EXCERTO =
━━━━━━

Na introdução ao volume, o autor pergunta: “Será que se justifica a publicação destes textos produzidos no decurso da actividade escolar, subordinados a temas incluídos nos programas de ensino e cujo objectivo foi a avaliação curricular?” A resposta obviamente seria não, se o objectivo desses textos tivesse sido, de facto, a avaliação escolar. A verdade porém é que a leitura destes textos, no seu conjunto, mostra bem quanto o autor se engana
na interrogação que se coloca. Os textos aqui reunidos não são trabalhos escolares. São oportunidades que a universidade ofereceu – e que o autor aproveitou – para ir ao encontro dos seus próprios interesses. Pretextos que o autor se deu a si próprio para estudar aquilo que quis. E, como é admirável essa capacidade de perseguir a sua própria curiosidade!

━━━━━━

[Entradas do conjunto de dados]
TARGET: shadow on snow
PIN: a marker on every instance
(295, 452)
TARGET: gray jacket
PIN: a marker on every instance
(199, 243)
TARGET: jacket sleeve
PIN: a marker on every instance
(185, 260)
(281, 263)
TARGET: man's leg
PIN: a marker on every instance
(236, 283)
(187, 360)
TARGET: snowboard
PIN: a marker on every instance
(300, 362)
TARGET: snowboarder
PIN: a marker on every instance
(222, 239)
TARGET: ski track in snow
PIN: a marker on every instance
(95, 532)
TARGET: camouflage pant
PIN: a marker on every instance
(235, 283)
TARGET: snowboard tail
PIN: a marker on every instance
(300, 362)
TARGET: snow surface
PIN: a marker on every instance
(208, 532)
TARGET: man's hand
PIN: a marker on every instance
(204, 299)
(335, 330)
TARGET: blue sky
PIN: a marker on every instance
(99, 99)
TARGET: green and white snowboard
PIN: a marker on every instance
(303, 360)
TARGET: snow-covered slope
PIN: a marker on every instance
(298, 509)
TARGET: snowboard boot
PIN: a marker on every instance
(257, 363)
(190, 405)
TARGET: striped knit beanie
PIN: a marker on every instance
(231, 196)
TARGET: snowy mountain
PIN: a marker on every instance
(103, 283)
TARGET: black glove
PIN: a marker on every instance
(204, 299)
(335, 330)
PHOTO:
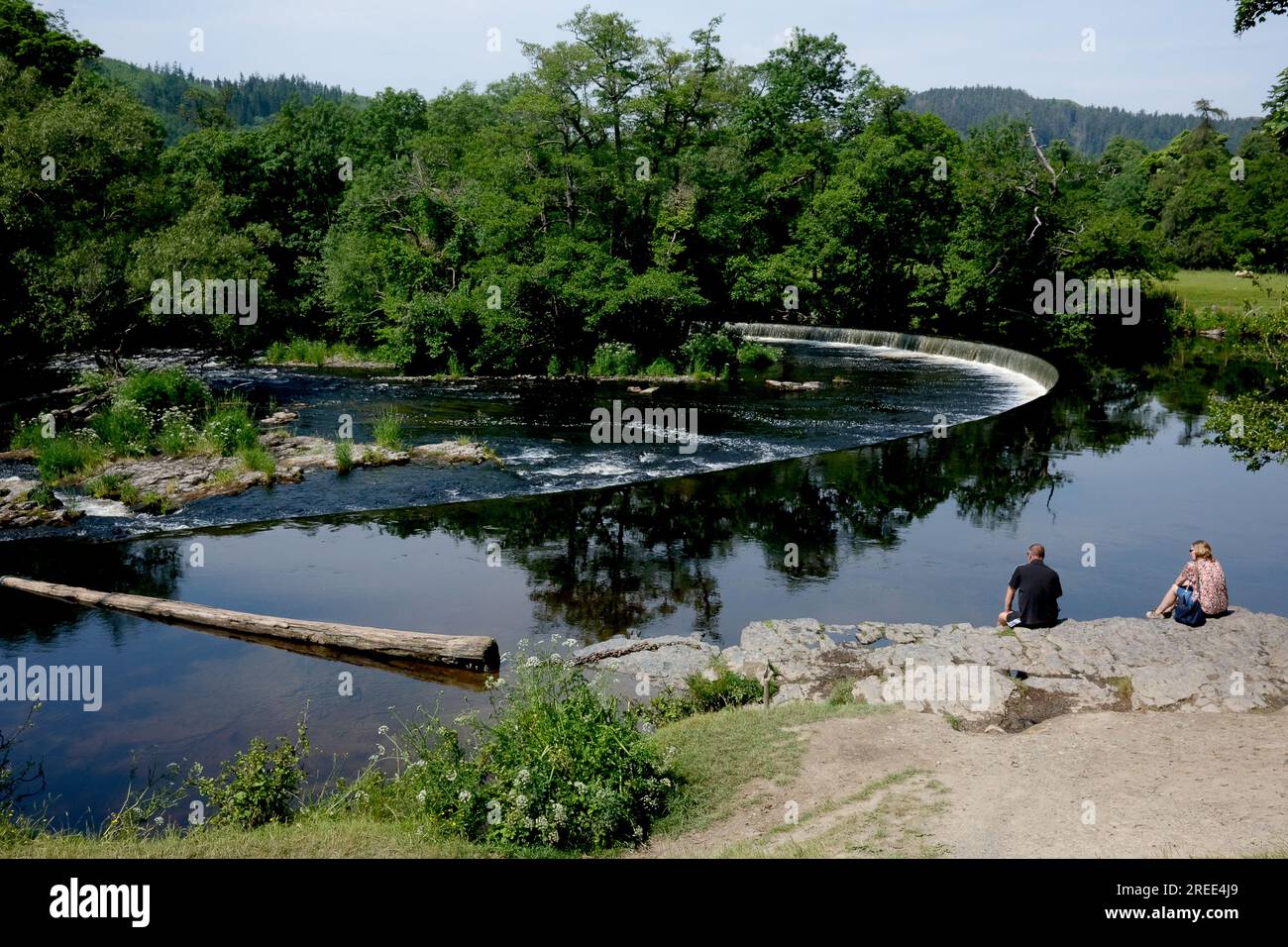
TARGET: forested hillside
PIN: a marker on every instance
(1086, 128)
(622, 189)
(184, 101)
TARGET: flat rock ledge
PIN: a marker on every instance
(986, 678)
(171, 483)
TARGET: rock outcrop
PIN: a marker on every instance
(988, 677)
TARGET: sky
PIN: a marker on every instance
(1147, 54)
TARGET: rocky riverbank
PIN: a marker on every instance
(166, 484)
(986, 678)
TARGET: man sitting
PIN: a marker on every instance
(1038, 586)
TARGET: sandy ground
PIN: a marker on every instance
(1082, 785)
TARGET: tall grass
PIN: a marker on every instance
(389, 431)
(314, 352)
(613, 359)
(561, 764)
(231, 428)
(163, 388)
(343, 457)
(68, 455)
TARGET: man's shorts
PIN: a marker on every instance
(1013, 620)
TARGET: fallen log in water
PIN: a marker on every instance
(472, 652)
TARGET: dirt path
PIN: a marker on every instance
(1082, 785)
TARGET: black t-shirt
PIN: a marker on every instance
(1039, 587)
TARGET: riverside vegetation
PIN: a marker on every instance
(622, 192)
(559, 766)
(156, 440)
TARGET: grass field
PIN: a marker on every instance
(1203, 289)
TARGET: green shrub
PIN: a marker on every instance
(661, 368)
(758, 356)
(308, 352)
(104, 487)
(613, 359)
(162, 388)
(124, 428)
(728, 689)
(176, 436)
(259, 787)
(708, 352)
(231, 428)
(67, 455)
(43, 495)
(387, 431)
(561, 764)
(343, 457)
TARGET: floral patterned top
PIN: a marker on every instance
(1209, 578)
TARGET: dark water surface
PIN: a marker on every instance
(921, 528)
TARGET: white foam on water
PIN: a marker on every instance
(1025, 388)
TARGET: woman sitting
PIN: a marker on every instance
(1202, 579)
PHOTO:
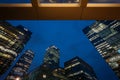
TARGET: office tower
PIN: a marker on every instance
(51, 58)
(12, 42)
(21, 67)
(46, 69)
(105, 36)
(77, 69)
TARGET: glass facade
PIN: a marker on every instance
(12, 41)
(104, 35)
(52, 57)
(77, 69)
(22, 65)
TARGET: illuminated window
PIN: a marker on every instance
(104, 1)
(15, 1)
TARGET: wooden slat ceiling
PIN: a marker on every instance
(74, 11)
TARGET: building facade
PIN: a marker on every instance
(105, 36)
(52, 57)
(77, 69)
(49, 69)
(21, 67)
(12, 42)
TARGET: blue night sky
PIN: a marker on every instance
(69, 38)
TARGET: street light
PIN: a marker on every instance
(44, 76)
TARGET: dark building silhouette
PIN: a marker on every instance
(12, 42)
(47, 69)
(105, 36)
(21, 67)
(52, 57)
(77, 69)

━━━━━━

PERGUNTAS =
- A) Segundo o excerto, o que são os textos reunidos no volume, se não são trabalhos escolares?
- B) Repete o trecho do excerto desde “Na introdução ao” até “sua própria curiosidade!”, sem qualquer alteração.
- C) Reescreve, por favor, em forma de lista e de modo mais breve, o parágrafo do excerto que começa por “Na introdução ao volume”, mantendo os factos principais.
A listagem não tem qualquer relação com o excerto.

RESPOSTAS AOS EXERCÍCIOS =
- A) São oportunidades que a universidade ofereceu, e que o autor aproveitou, para ir ao encontro dos seus próprios interesses.

- B)
Na introdução ao volume, o autor pergunta: “Será que se justifica a publicação destes textos produzidos no decurso da actividade escolar, subordinados a temas incluídos nos programas de ensino e cujo objectivo foi a avaliação curricular?” A resposta obviamente seria não, se o objectivo desses textos tivesse sido, de facto, a avaliação escolar. A verdade porém é que a leitura destes textos, no seu conjunto, mostra bem quanto o autor se engana
na interrogação que se coloca. Os textos aqui reunidos não são trabalhos escolares. São oportunidades que a universidade ofereceu – e que o autor aproveitou – para ir ao encontro dos seus próprios interesses. Pretextos que o autor se deu a si próprio para estudar aquilo que quis. E, como é admirável essa capacidade de perseguir a sua própria curiosidade!

- C)
- Na introdução, o autor pergunta se se justifica publicar textos escritos durante a actividade escolar, sobre temas dos programas de ensino e destinados à avaliação curricular.
- A resposta seria não se o objectivo desses textos tivesse sido de facto a avaliação, mas a leitura do conjunto mostra que o autor se engana.
- Os textos não são trabalhos escolares: são oportunidades dadas pela universidade, e aproveitadas pelo autor, para seguir os seus próprios interesses e estudar o que quis.
- É admirável a capacidade do autor de perseguir a sua própria curiosidade.